# Extract to read
------------------------

Engineered platform for bioethylene production by a cyanobacterium expressing a chimeric complex of plant enzymes.

Abstract

Ethylene is an industrially important compound, but more sustainable production methods are desirable. Since cellulosomes increase the ability of cellulolytic enzymes by physically linking the relevant enzymes via dockerin-cohesin interactions, in this study, we genetically engineered a chimeric cellulosome-like complex of two ethylene-generating enzymes from tomato using cohesin-dockerins from the bacteria Clostridium thermocellum and Acetivibrio cellulolyticus. This complex was transformed into Escherichia coli to analyze kinetic parameters and enzyme complex formation and into the cyanobacterium Synechococcus elongatus PCC 7942, which was then grown with and without 0.1 mM isopropyl β-D-1-thiogalactopyranoside (IPTG) induction. Only at minimal protein expression levels (without IPTG), the chimeric complex produced 3.7 times more ethylene in vivo than did uncomplexed enzymes. Thus, cyanobacteria can be used to sustainably generate ethylene, and the synthetic enzyme complex greatly enhanced production efficiency. Artificial synthetic enzyme complexes hold great promise for improving the production efficiency of other industrial compounds.

------------------------

# Data to examine
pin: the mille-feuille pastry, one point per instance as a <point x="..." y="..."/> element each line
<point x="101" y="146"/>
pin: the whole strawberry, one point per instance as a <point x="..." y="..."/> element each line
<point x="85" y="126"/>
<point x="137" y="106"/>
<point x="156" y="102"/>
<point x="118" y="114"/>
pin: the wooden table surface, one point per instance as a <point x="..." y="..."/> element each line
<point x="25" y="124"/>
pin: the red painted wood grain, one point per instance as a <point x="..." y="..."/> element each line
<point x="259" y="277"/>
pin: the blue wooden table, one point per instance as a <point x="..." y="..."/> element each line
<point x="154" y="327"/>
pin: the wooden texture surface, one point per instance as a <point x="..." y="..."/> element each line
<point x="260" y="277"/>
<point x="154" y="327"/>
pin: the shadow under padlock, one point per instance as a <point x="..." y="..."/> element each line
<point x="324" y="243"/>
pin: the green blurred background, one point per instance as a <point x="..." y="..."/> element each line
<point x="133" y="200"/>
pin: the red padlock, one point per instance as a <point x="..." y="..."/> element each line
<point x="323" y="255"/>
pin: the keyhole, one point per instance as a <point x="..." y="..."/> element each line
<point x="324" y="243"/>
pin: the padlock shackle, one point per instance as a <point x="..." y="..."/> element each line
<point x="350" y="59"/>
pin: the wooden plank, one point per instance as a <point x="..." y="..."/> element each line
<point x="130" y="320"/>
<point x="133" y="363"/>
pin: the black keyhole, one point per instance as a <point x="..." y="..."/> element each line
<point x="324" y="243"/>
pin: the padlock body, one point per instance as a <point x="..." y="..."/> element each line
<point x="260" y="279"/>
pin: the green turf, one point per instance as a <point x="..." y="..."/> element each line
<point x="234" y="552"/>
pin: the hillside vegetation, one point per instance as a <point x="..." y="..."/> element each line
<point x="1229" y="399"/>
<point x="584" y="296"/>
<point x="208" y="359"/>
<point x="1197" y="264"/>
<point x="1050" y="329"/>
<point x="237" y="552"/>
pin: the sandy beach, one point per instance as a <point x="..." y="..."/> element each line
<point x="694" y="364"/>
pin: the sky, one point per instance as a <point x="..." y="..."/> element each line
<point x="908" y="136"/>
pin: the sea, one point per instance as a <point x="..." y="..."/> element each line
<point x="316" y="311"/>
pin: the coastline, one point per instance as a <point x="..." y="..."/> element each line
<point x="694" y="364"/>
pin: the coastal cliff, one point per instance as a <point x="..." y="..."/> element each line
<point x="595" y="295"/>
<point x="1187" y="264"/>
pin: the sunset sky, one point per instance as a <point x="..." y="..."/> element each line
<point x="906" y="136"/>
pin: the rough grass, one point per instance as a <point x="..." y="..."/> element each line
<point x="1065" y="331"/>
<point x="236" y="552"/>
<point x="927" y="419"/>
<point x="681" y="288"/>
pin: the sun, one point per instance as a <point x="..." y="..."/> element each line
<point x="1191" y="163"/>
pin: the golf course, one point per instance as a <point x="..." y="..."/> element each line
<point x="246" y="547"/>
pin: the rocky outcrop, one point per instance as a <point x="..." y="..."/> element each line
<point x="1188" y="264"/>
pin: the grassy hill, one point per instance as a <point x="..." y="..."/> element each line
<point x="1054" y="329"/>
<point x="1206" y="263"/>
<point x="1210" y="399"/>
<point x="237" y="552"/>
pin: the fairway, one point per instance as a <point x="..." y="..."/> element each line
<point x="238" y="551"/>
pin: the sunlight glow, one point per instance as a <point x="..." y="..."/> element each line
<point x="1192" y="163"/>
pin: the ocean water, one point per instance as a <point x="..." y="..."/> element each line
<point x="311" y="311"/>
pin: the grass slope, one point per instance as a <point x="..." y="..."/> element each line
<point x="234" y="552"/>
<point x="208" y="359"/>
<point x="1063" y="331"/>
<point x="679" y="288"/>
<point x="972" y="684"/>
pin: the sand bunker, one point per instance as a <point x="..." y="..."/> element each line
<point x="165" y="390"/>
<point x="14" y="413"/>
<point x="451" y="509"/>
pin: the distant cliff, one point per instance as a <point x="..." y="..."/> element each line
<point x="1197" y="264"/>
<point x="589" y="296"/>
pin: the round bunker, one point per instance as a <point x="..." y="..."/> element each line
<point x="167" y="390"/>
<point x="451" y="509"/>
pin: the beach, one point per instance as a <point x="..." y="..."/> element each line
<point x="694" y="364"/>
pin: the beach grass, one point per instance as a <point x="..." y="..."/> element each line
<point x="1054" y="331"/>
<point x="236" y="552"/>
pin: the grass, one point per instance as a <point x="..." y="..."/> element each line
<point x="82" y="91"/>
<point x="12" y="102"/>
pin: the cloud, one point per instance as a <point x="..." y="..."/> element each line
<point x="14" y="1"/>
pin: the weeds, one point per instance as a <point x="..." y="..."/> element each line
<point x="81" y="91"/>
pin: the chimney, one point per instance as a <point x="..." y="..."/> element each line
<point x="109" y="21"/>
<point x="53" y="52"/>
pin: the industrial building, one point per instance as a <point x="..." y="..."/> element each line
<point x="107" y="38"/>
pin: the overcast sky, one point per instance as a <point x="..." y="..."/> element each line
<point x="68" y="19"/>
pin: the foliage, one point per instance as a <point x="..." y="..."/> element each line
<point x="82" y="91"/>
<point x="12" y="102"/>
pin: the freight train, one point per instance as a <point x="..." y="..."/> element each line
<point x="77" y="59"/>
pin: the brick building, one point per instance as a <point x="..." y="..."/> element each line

------------------------

In the abstract on bioethylene production, how many times more ethylene did the chimeric complex produce in vivo than the uncomplexed enzymes, and under what condition?

It produced 3.7 times more ethylene, but only at minimal protein expression levels, without IPTG.